* [Selected excerpt]
** BEGIN **

The second method is to attempt to avoid Wi-Fi handoff altogether, or at least to mitigate
the effects. The use of channel layering wireless architectures for Wi-Fi allows the Wi-Fi
network to perform the same task for its inter-access-point handoffs as the cellular network
provides for its inter-base-station handoffs. By centrally controlling and regularizing the
handoff process, the network frees the phone to having to make only a very simple choice.
Is the Wi-Fi network sufficiently strong to allow for a phone call, or is the cellular network
the correct network? This can eliminate the problem of poor FMC call quality for mobile
users in-building.
7.5 Cellular-Centric Technology with UMA
For voice mobility networks that may be considering a cellular-centric FMC solution, the
currently available technology is known as Unlicensed Mobile Access (UMA). UMA
integrates into the GSM cellular architecture, and uses the cellular-centric FMC architecture
to encode GSM signaling and bearer traffic directly over IP.
UMA requires the phone to have UMA-compatible software as well as the dual-mode radio.
The degree of integration of phone and handoff engines required for UMA is very high—
UMA interacts directly with the GSM engine—and thus UMA must be installed into the
cellphone by the manufacturer.

** END **

* [Work instructions]
According to the excerpt on Wi-Fi handoff and UMA, what does UMA require a phone to have besides the dual-mode radio?

* [Provided information]
** BEGIN **

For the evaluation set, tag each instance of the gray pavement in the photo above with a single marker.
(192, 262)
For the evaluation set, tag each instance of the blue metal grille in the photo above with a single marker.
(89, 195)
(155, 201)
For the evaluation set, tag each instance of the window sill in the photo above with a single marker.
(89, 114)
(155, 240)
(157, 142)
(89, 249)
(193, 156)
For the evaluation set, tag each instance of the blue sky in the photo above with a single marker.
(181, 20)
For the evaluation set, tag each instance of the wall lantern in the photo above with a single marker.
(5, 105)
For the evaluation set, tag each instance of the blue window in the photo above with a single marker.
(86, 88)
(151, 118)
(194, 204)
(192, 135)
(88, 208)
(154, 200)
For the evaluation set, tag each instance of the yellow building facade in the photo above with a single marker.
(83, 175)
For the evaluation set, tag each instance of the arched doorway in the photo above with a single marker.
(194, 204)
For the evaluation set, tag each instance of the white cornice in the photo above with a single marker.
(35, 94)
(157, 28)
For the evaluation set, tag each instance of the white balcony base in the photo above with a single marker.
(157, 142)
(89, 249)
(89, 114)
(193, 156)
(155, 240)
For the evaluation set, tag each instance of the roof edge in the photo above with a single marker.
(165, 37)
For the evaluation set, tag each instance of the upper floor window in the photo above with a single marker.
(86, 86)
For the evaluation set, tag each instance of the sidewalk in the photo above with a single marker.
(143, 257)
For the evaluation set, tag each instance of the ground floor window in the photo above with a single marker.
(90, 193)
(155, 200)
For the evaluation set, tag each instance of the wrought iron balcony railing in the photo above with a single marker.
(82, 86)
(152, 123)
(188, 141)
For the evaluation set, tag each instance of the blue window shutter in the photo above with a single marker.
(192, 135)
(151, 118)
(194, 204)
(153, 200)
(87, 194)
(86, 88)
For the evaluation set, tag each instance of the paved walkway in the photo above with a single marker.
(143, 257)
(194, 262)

** END **
** BEGIN **

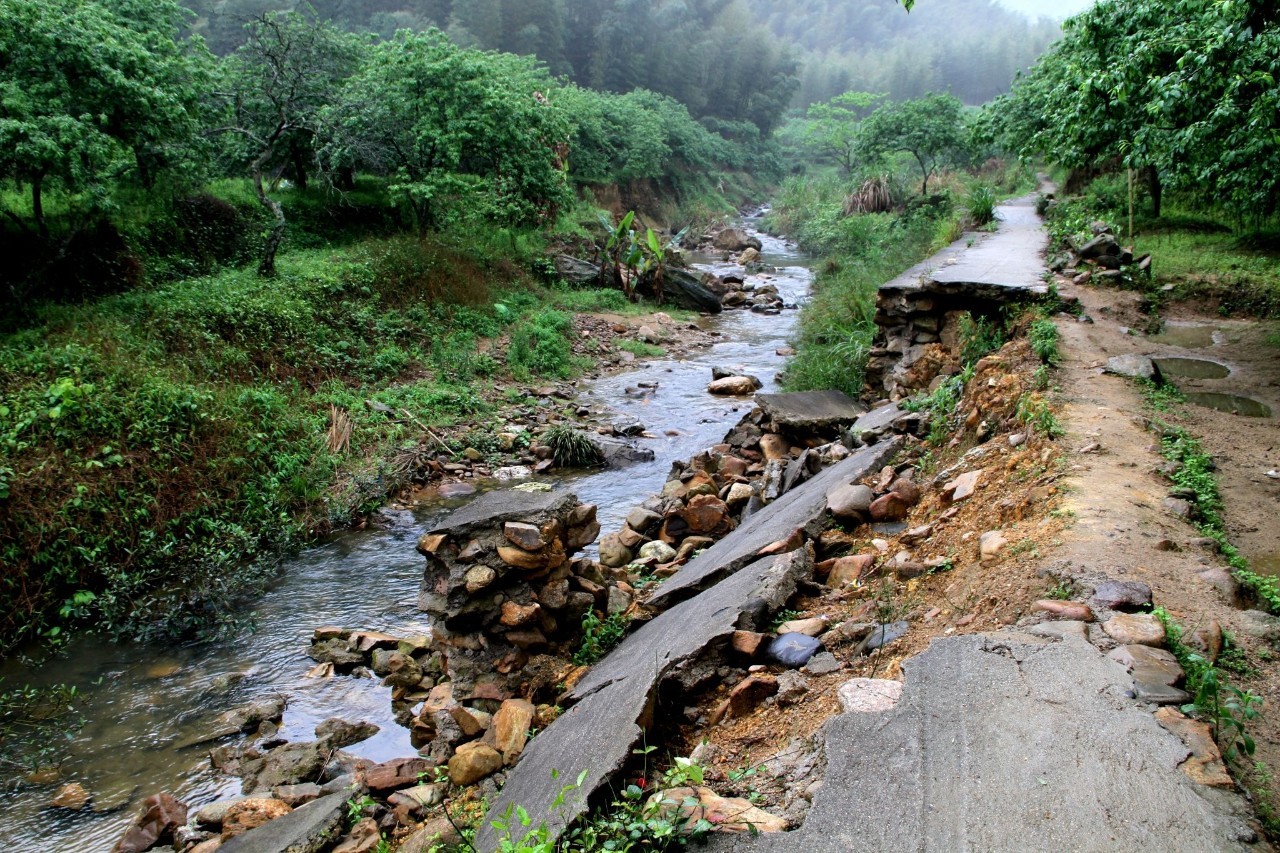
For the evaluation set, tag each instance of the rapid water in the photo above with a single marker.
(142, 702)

** END **

* [Expected output]
UMA-compatible software.